SELECTED EXCERPT
--

3. Bacterial Evolution
Natural selection is most evident in life forms that have extremely rapid life cycles, such as bacteria. Bacteria can reproduce and span an entire generation in only a few short weeks. Many types of bacteria are helpful to human and animal health, but others cause infectious diseases. The quick evolution of disease-causing bacteria has been well documented and involves some of the most important medical research in the world.
A person who becomes ill can be given antibiotic drugs, which destroys the deadly bacteria in the human body, but not all of the bacteria get removed. The remaining bacteria that have already been contaminated by the antibiotic will become resistant to the drug in a short amount of time. If these certain bacteria reproduce then the disease will evolve to resist the medicines that we have developed. This is why antibiotics are becoming stronger and stronger, which is why medical researchers are always trying to develop more effective future medicines. As long as harmful bacteria and disease exist, evolution will be a formidable opponent against cures and medicine.
2. Land Living Ancestors of Whales
The giants of the sea have an extremely interesting story of origin. Whales are marine mammals of order Cetacea and have been left seriously endangered in many areas of the world. All cetaceans, including whales, dolphins and porpoises are the evolutionary decedents of land-living animals of the Artiodactyl order or even-toed ungulates. Today, certain cetaceans and artiodactyl are organized under the super-order Cetartiodactyla.
The term Cetartiodactyla is used to describe the classification that whales have evolved from within the artiodactyls. The hippopotamus is widely considered to be the closest land relative of the whale. Scientists and historians have estimated that whales entered the world’s oceans roughly 50 million years ago. Humans are just beginning to understand the complex behavior and characteristics of whales.

--

ACTIONS TO TAKE
(a) According to the passage on evolution, roughly when did whales enter the world's oceans?
(b) Carry on writing the passage on evolution, picking up after its final sentence.
The entries after this point are separate material, unrelated to the passage on evolution.

--

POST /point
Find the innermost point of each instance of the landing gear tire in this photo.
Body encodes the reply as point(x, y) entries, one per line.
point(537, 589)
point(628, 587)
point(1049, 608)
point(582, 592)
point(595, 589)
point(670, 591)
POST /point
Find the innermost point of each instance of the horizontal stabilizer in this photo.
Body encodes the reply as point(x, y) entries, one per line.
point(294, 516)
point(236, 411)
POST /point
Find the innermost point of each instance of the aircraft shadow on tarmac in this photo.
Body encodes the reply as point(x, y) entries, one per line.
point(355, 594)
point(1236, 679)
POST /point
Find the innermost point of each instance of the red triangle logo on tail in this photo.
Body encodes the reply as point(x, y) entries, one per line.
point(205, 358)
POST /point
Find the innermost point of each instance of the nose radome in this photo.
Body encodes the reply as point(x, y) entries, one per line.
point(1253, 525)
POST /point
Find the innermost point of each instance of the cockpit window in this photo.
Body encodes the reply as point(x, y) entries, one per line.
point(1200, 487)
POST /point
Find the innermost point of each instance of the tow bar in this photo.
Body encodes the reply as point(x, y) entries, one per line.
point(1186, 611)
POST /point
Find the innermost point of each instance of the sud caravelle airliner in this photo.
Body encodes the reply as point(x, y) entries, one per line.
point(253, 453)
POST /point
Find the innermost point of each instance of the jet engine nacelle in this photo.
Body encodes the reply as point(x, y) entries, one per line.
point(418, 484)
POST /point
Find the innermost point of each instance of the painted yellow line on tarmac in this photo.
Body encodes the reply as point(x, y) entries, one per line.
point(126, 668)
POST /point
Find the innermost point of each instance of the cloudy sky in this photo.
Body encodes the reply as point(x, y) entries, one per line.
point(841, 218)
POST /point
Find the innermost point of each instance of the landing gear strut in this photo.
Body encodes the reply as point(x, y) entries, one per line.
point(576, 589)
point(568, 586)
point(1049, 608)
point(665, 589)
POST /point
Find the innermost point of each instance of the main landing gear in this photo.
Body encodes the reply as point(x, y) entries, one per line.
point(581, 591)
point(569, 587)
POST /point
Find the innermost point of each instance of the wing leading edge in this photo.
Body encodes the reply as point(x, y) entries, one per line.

--

RESULTS
(a) Roughly 50 million years ago.

(b)
It is interesting that a species so large could evolve from land to sea. Cetaceans are the smartest creatures in the sea and this intelligence can be traced back to their modern land living ancestors. I wonder what geological phenomenon could have caused this mass population of animals to enter earth’s seas.
1. Evolution of Modern Man
As an organism evolves certain aspects of the anatomy become not as necessary and on occasion useless. This can be influenced by a new habitat, natural disaster, or even adaptation to disease prevention. When this occurs an organ that at one point in ancient history was essential for survival has become less important to the species. This is a sign of evolution and can clearly be seen in the human body.
Humans get goose bumps when they are cold, frightened, angry, or in awe of something. Before clothing goose bumps were an important way for humans to appear larger and more dangerous to prey. Today goose bumps have shrunk to an almost unnoticeable size. Humans also have an extra ear muscle, wisdom teeth, the appendix, and the Jacobson’s organ. The Jacobson’s organ is located in the nose of many animals. It is a smell organ which detects pheromones and can trigger sexual desire, alarm, and food sense. Humans are born with the organ, but early in development it shrinks and becomes useless. The plantaris muscle is used by many animals for gripping and manipulating objects with their feet. Humans are born with this muscle, but it is so underdeveloped that it is often taken out by doctors to reconstruct other areas of the body. Approximately 9% of the human population is born without the plantaris muscle.